Problème posé 1:
D'après le texte source ci-dessous, quel engagement Bachar al-Assad respecte-t-il au goût d'Israël ?
Problème posé 2:
Prolongez le texte source sur Kadhafi, Bachar al-Assad et l'OTAN, en reprenant juste après sa dernière phrase.

Texte source:
━━━━━━━━━━

Du coup, c’est toute la stratégie de Bernard-Henry Lévi qu’il faudrait revoir. Et s’il devenait nécessaire d’envoyer des troupes au sol, pour un conflit qui s’éternise ?
Et tandis que les généraux de l’OTAN se grattent le menton, voilà l’homologue Syrien de Kadhafi, Bachar al-Assad, qui tire au petit bonheur dans la foule de ses détracteurs, sans que BHL, l’OTAN et Hillary Clinton fassent autre chose que rappeler le dictateur Syrien à la raison. Et pour cause : Israël est très content de Bachar qui respecte bien le cessez le feu du Golan. Pourquoi vouloir changer de partenaire ?
Alors, faut-il sélectionner les dictateurs qui doivent être remplacés, et les autres – nombreux – qui peuvent poursuivre tranquillement leurs petites affaires ?

━━━━━━━━━━

Extrait des données:
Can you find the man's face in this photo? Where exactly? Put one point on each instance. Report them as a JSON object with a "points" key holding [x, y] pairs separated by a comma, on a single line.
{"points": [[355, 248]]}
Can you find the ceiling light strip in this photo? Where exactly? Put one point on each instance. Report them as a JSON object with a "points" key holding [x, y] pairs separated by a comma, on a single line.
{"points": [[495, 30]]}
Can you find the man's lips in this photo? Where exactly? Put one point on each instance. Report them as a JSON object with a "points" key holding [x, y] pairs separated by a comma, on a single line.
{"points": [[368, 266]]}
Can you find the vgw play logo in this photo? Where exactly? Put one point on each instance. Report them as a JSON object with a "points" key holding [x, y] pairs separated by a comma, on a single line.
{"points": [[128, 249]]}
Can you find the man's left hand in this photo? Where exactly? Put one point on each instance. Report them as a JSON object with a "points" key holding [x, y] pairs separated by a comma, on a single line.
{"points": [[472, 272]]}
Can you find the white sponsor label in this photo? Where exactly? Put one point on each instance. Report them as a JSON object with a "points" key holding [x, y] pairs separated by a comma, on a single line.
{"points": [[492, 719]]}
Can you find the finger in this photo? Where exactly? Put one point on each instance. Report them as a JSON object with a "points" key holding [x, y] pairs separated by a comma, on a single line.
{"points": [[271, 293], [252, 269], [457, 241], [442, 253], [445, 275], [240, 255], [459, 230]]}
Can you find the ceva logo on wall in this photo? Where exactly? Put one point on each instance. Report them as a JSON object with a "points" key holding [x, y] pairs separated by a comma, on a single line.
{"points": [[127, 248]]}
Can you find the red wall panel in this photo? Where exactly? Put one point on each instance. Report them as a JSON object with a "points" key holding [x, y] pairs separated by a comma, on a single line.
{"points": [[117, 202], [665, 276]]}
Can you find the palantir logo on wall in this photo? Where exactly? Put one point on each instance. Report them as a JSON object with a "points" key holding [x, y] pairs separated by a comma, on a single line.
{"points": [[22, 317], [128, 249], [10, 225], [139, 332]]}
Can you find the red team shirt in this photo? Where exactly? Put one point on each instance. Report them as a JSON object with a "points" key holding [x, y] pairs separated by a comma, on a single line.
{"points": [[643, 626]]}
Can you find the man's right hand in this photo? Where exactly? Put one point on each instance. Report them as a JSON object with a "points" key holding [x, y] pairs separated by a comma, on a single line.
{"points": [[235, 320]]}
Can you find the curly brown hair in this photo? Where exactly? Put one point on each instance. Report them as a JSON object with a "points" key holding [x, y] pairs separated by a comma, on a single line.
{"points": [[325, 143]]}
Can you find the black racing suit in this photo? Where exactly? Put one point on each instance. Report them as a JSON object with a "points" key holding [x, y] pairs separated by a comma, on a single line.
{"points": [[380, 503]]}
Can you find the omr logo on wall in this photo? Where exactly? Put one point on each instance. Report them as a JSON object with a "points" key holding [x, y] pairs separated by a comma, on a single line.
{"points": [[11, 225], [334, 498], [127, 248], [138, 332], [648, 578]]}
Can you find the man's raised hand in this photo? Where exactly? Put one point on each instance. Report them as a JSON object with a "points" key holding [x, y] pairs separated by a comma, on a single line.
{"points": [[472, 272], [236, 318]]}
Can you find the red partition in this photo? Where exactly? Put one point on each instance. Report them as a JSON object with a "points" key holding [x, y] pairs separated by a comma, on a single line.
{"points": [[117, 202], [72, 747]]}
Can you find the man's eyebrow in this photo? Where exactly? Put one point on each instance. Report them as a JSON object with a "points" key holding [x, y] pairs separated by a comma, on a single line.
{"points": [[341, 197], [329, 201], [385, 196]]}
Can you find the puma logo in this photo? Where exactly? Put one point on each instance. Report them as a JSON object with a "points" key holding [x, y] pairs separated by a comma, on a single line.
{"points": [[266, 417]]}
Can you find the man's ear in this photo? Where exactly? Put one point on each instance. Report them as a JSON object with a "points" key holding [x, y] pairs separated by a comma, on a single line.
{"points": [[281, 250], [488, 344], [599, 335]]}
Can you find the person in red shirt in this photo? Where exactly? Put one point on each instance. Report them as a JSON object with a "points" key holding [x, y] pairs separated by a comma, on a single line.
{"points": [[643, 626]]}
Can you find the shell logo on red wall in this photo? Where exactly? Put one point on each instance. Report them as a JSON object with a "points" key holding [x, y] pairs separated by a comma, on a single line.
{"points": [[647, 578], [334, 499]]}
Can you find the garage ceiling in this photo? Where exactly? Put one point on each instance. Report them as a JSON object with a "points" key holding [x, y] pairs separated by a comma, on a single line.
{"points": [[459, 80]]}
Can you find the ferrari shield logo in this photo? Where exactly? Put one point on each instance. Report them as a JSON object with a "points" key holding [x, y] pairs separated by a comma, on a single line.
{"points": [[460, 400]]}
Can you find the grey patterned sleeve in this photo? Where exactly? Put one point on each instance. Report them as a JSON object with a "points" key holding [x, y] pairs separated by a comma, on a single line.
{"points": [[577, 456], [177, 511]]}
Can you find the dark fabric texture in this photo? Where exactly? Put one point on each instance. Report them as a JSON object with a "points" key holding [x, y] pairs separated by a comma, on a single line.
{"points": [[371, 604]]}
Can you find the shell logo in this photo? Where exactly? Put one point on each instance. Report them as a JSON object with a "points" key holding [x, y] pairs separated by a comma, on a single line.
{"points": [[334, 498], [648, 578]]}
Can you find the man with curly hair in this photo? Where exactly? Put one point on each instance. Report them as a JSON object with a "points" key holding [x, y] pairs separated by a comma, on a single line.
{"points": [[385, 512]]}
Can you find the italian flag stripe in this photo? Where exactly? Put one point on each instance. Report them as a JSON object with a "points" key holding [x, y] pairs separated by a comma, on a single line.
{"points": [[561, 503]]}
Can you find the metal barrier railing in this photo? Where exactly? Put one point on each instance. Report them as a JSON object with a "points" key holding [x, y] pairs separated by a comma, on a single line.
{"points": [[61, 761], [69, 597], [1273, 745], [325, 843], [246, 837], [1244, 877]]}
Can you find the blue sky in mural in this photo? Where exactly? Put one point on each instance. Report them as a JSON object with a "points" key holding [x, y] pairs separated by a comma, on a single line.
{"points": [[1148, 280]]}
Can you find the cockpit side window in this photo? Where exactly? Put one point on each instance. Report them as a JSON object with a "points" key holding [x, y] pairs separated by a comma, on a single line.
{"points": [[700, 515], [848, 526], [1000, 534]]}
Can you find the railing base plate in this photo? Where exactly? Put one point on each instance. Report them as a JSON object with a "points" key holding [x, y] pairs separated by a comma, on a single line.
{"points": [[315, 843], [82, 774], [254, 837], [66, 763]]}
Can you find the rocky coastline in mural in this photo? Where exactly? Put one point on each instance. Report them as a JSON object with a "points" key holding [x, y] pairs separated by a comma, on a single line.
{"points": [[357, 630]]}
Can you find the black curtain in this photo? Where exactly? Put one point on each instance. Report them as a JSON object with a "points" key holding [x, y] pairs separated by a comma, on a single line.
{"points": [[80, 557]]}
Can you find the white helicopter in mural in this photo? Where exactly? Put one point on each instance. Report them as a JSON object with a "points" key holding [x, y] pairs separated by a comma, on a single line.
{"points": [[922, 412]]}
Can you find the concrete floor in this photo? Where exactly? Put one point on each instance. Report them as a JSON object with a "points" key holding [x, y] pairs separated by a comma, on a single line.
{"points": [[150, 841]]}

━━━━━━━━━━

Résultat attendu 1:
Le cessez-le-feu du Golan.

Résultat attendu 2:
Nul doute qu’on va trouver en Belgique une nouvelle loi pour régler le problème. En attendant, c’est la Flandre qui fournit les cartouches et la Wallonie les mitraillettes.
Voilà enfin une situation qui permet à Di Rupo et Waferman de se serrer la main.
Comment n’y a-t-il pas encore pensé ? Jean-Mi Javaux serait parfait dans le rôle d’un Bernard-Henry Lévi à la belge… portant la bonne parole là où on ne l’attend pas.
Si ça tourne mal chez les Ecolos, notre pieux député-président sait ce qu’il lui reste à faire.